Part One, Chapter Three

SOURCE:
* Journal of Natural Philosophy, Chemistry, and the Arts 34*, 291
[1813].

The words of William Saint are in **bold**.

**
**

*
In a Letter from Mr. W.
SAINT. *

To Mr. Nicholson.

SIR,

In reading your last number, I was struck with surprise (in
common, it should seem, with most of your readers) to
find that you had inserted a letter from the *Morning Chronicle *
which purported to give an account of the manner by which
*the American boy* performs his calculations with such wonderful
celerity.

Now I am persuaded, Sir, that, had you had
sufficient leisure to examine into the merits of that letter, and
into the claims of its author to the important discovery which
he affects to have made, you would not have given publicity,
(and, what is of still greater consequence, *your sanction*) to a
statement so little calculated to effect the object of its author,
which was "to reduce the child to what he really is -- a very
clever boy, but no prodigy."

○ ○ ○

Exercise tasks -
1. In the letter, which newspaper was the source of the letter that Mr. Nicholson had inserted?
2. Put this sentence from the letter into Spanish: "In reading your last number, I was struck with surprise (in common, it should seem, with most of your readers) to find that you had inserted a letter from the Morning Chronicle which purported to give an account of the manner by which the American boy performs his calculations with such wonderful celerity."
The data after this letter comes from a different source.

○ ○ ○

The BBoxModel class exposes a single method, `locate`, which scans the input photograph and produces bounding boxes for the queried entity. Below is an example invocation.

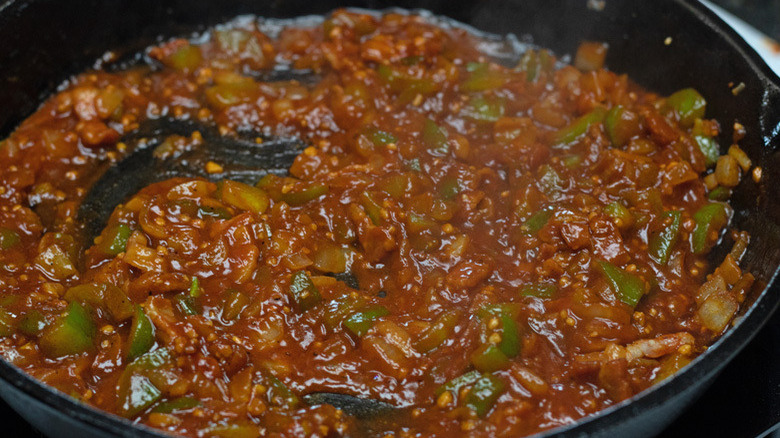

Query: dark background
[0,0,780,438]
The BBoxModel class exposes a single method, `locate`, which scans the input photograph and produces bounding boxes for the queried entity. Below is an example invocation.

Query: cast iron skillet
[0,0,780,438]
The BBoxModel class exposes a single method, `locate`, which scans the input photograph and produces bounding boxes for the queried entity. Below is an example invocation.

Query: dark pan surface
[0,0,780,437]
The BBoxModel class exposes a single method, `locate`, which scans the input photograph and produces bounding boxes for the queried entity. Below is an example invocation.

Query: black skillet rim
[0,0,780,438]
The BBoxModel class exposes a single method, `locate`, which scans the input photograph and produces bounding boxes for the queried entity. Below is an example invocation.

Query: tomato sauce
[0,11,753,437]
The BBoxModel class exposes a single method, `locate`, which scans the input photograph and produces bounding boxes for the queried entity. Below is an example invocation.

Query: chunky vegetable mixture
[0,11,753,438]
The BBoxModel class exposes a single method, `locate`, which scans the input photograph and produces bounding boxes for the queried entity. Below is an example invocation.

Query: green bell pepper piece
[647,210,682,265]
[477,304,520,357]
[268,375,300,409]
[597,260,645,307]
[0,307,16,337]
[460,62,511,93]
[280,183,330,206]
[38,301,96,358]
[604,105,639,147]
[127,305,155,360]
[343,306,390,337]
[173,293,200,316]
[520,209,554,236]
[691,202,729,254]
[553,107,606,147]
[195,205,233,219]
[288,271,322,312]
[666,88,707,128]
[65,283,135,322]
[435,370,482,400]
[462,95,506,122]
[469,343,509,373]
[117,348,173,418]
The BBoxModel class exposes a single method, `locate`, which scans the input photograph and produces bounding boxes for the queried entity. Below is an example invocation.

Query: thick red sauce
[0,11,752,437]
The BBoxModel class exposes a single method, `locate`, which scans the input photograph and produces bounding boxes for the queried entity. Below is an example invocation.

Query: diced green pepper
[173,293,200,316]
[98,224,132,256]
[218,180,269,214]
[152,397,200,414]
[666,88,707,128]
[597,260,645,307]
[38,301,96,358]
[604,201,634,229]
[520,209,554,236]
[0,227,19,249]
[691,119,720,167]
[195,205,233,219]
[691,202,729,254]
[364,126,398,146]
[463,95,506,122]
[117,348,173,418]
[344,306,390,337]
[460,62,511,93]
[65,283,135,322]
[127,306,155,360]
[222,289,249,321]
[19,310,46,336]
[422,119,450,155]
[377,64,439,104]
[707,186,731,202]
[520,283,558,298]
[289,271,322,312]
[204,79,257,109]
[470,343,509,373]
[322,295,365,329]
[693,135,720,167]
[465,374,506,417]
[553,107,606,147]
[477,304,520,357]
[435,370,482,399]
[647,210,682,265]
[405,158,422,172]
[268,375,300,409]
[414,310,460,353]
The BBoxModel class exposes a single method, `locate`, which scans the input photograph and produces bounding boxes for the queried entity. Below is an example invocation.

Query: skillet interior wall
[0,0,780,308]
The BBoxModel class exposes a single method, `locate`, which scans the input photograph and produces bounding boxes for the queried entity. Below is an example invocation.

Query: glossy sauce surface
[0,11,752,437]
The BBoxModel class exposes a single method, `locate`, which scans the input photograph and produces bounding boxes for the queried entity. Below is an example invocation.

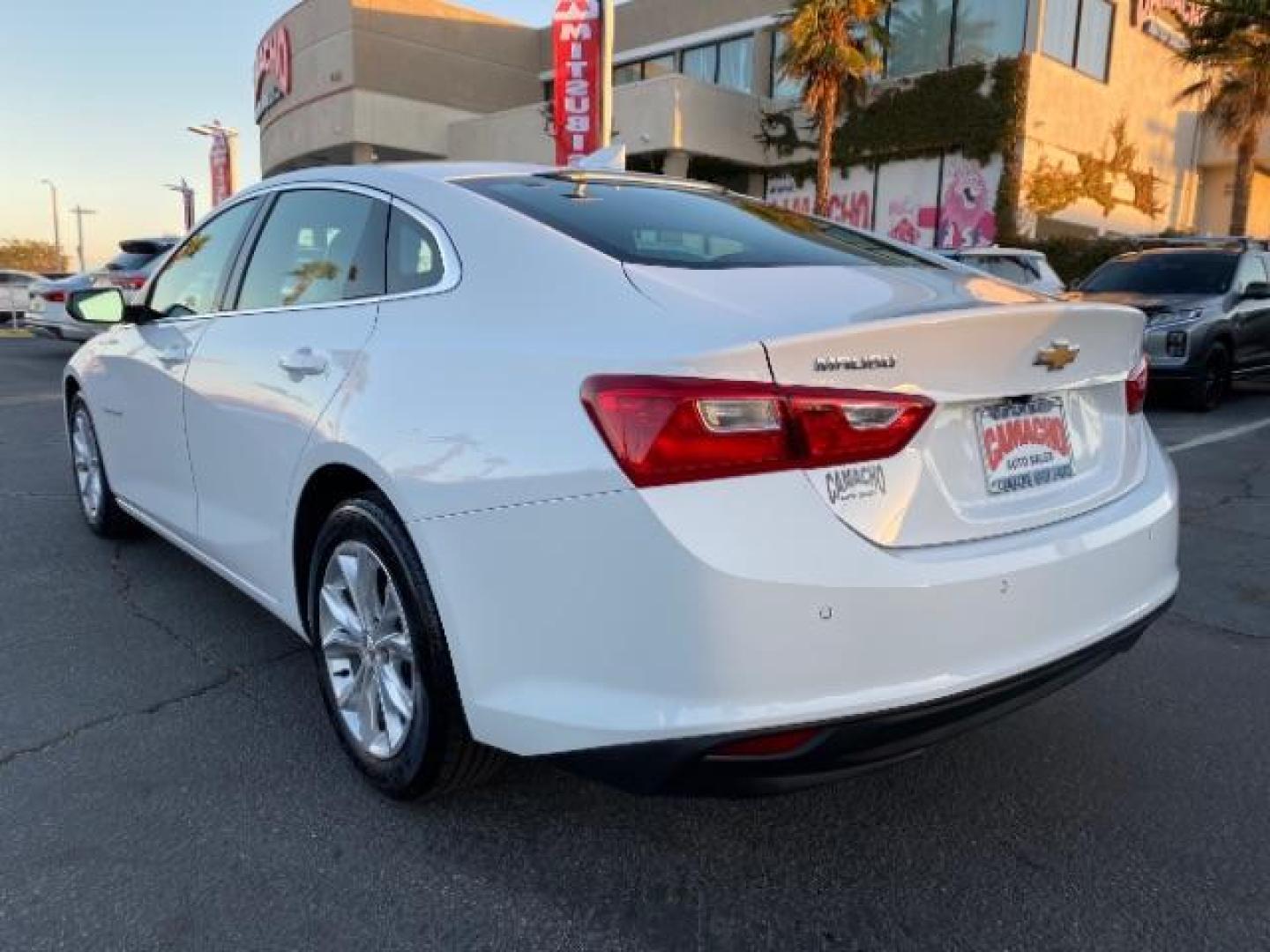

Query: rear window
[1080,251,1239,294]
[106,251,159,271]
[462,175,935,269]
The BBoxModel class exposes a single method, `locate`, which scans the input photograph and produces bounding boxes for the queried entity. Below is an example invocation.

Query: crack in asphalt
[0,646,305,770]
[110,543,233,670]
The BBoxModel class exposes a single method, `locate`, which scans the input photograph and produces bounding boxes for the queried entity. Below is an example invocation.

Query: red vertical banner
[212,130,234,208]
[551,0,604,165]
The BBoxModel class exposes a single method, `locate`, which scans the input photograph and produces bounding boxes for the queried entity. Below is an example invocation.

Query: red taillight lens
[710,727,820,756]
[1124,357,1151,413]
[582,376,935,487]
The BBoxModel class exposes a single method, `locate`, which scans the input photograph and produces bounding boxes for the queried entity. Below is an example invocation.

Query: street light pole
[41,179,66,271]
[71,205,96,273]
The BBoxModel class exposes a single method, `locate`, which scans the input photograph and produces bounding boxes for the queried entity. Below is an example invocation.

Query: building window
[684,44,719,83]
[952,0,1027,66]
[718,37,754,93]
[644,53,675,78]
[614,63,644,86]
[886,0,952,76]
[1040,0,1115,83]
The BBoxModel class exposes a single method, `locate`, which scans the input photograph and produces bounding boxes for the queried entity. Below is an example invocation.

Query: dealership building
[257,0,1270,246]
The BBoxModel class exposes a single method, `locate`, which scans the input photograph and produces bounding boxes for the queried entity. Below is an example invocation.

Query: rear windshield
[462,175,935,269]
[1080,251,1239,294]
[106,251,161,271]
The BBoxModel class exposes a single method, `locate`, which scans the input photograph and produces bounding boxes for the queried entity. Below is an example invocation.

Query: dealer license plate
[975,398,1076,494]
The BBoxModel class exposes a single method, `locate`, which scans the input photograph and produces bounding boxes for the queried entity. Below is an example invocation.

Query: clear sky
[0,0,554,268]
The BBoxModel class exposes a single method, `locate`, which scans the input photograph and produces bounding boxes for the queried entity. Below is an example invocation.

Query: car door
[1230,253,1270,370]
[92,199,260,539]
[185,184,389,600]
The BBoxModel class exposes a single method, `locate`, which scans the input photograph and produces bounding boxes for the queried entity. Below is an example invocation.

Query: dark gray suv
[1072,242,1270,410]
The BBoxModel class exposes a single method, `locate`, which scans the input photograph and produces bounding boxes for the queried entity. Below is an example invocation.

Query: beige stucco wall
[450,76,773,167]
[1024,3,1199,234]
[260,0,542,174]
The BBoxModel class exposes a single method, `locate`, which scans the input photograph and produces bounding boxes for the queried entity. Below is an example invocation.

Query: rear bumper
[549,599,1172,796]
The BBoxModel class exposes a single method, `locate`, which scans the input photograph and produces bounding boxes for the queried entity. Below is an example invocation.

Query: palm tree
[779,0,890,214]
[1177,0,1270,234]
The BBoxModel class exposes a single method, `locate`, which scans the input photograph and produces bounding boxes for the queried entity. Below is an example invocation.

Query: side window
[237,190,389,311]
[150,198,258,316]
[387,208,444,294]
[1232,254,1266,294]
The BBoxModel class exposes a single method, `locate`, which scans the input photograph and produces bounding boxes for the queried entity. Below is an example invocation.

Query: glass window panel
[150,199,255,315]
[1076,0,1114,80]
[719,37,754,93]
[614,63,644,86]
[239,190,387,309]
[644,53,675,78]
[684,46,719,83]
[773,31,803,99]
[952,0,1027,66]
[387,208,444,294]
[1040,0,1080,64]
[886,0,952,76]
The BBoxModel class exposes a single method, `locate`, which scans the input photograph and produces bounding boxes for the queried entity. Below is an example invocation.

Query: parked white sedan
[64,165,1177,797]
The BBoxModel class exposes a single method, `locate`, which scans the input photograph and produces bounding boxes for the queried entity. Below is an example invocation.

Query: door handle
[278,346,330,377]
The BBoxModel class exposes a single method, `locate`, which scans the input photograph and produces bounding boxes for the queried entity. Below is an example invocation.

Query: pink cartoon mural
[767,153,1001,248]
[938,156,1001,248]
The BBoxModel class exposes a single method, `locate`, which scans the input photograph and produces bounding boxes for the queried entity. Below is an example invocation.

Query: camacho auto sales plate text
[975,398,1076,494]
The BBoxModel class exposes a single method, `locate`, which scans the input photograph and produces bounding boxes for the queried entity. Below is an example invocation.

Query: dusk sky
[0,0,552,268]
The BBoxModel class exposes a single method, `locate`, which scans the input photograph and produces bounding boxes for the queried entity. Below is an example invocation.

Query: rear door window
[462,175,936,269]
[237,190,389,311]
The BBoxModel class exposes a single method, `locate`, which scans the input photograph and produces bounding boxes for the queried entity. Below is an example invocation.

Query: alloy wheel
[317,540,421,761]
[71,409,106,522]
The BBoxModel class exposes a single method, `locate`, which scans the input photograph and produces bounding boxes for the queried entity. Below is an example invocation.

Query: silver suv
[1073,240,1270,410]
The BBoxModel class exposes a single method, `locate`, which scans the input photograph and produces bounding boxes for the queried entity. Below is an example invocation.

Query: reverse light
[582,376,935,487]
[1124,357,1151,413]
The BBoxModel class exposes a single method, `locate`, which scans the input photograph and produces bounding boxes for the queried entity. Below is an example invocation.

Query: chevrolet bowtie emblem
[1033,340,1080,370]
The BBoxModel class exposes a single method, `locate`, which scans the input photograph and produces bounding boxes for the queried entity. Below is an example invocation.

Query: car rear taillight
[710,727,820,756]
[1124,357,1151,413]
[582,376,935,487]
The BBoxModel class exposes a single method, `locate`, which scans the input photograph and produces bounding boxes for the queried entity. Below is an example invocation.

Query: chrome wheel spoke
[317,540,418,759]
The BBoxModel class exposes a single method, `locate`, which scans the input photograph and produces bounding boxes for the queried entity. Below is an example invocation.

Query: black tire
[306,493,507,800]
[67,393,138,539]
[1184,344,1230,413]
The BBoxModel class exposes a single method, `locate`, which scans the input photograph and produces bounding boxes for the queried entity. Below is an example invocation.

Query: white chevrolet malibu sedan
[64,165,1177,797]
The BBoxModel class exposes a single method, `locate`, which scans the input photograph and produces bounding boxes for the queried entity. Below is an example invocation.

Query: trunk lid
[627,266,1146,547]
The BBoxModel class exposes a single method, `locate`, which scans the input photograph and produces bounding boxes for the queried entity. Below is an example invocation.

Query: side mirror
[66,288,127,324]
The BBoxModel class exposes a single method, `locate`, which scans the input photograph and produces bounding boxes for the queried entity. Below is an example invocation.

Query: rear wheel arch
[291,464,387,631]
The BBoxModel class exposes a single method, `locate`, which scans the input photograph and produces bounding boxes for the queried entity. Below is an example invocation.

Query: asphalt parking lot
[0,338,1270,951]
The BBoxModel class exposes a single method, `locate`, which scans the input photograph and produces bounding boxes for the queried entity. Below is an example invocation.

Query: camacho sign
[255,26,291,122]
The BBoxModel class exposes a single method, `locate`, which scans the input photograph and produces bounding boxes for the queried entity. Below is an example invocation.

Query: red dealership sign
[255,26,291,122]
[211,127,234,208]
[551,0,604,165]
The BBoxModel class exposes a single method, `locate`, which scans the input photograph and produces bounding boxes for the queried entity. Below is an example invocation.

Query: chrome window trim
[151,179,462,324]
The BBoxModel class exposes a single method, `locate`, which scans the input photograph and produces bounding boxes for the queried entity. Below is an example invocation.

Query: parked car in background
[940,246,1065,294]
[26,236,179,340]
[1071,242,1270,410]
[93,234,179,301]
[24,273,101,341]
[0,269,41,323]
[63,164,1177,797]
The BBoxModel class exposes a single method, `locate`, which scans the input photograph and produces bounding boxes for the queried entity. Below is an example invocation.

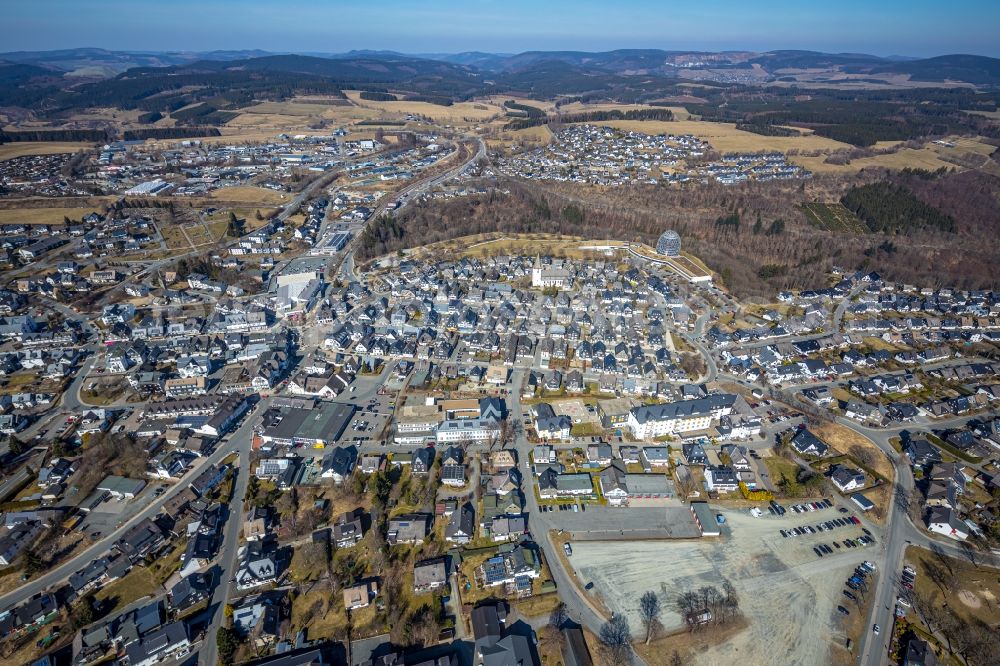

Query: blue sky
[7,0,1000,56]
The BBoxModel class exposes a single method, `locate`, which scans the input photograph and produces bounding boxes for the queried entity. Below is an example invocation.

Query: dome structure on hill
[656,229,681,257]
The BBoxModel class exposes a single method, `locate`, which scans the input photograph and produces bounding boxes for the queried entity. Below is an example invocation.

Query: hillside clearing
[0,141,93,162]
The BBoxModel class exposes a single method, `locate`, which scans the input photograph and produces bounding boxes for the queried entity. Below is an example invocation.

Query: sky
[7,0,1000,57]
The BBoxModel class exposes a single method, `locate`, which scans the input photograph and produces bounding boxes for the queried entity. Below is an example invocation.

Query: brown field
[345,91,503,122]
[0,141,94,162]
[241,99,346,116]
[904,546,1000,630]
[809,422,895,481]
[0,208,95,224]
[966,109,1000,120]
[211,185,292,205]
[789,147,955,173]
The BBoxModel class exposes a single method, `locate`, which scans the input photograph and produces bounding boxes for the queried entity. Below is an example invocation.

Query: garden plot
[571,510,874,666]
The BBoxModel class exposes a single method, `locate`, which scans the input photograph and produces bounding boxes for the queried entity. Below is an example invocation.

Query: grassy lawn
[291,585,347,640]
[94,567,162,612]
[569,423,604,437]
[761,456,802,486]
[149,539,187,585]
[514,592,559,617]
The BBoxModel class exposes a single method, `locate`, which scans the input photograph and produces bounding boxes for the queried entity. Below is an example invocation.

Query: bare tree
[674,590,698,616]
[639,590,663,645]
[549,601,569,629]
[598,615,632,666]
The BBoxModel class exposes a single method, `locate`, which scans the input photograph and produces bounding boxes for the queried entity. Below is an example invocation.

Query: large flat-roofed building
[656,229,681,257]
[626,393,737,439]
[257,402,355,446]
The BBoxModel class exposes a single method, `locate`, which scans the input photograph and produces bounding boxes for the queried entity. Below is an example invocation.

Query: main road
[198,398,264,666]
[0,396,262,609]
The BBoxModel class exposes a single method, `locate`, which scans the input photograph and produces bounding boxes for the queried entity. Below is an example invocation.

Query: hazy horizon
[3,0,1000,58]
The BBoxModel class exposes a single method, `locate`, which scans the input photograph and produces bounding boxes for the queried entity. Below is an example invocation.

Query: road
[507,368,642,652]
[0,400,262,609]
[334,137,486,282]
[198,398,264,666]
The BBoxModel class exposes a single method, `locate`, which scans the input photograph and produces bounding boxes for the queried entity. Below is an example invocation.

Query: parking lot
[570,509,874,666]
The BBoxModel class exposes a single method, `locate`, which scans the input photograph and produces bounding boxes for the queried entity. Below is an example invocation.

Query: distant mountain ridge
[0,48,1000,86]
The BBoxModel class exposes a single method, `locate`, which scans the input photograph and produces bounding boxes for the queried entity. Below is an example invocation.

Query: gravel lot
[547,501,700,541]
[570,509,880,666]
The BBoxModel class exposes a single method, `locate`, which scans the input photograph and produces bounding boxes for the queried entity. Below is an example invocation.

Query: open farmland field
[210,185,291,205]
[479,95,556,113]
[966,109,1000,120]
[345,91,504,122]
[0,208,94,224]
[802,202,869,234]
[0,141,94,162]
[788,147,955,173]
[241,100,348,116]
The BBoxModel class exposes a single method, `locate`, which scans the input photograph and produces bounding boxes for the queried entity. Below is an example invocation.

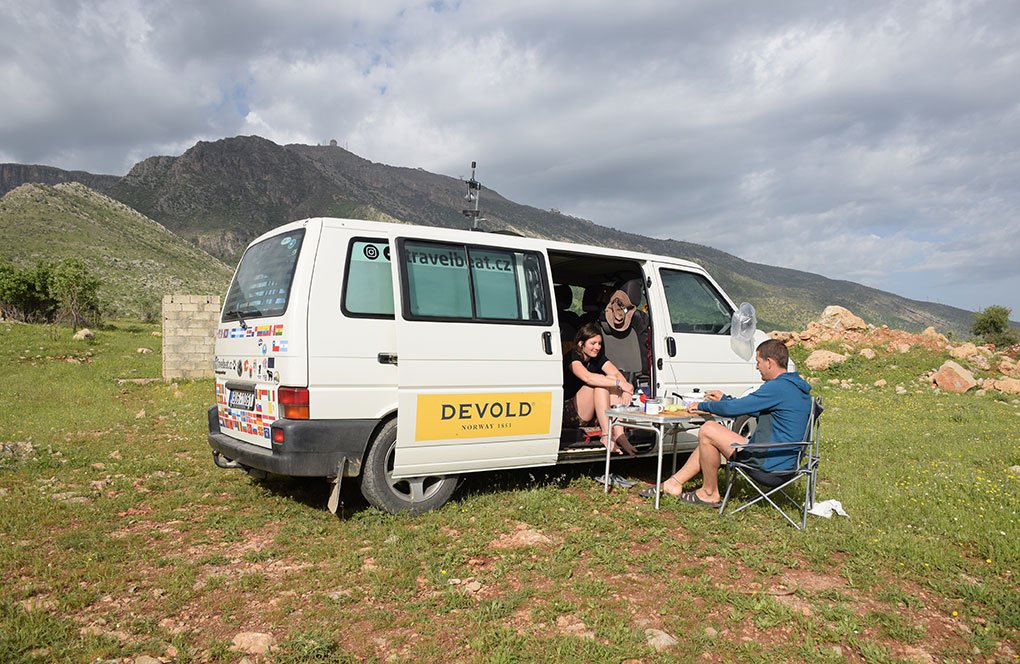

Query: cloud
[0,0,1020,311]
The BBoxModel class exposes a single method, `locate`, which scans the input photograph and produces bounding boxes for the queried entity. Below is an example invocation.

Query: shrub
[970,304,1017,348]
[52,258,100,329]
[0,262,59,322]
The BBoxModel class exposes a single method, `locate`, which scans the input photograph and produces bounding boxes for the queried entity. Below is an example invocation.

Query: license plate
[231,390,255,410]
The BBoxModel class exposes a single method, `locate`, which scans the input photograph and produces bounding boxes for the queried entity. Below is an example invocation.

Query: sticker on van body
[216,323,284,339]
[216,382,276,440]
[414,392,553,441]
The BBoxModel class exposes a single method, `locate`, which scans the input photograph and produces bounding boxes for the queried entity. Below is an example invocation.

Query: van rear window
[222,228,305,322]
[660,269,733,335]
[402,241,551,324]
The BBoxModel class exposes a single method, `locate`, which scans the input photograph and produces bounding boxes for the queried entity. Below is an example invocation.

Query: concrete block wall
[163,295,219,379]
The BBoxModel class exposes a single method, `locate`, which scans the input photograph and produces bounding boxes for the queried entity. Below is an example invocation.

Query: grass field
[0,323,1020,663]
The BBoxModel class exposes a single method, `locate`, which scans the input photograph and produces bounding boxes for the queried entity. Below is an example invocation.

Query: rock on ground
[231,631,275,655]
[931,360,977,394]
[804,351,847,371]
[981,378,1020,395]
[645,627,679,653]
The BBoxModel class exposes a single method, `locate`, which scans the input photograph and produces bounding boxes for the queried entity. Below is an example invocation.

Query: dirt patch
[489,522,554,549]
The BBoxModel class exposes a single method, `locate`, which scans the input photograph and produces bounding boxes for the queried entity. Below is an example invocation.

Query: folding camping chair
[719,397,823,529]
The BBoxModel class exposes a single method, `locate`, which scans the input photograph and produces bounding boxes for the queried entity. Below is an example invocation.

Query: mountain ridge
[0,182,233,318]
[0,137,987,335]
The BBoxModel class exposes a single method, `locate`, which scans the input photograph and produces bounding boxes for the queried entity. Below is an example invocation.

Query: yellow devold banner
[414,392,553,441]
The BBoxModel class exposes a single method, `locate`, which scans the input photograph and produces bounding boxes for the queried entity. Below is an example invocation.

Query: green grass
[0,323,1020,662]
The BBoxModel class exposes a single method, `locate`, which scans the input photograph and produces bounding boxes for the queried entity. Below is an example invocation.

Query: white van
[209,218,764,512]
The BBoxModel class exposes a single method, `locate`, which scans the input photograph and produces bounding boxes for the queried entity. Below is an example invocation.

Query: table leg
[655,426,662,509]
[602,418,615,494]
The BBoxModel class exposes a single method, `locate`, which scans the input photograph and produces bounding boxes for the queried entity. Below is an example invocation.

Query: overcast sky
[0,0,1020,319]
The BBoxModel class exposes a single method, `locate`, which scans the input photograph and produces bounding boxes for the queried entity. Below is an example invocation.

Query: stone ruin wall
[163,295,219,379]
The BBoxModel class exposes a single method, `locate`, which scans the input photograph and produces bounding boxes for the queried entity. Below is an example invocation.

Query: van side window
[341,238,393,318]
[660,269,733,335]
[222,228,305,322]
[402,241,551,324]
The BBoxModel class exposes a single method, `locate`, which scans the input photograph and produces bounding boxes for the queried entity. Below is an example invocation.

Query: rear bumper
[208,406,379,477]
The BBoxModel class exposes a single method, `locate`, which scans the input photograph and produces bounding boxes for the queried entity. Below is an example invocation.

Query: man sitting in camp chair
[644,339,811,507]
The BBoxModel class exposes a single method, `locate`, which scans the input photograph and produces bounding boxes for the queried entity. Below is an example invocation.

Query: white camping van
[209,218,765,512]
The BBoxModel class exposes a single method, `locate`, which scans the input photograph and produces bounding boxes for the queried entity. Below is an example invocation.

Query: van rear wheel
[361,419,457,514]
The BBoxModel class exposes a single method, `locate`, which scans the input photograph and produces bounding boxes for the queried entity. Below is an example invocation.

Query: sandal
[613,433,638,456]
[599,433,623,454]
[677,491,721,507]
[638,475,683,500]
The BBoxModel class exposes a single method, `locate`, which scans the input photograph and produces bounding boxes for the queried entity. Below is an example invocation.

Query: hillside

○ ○ ○

Completed exercise -
1. The Morning Chronicle.

2. Al leer su último número, me sorprendió (como, al parecer, a la mayoría de sus lectores) descubrir que usted había insertado una carta del Morning Chronicle que pretendía explicar la manera en que el muchacho americano realiza sus cálculos con tan asombrosa rapidez.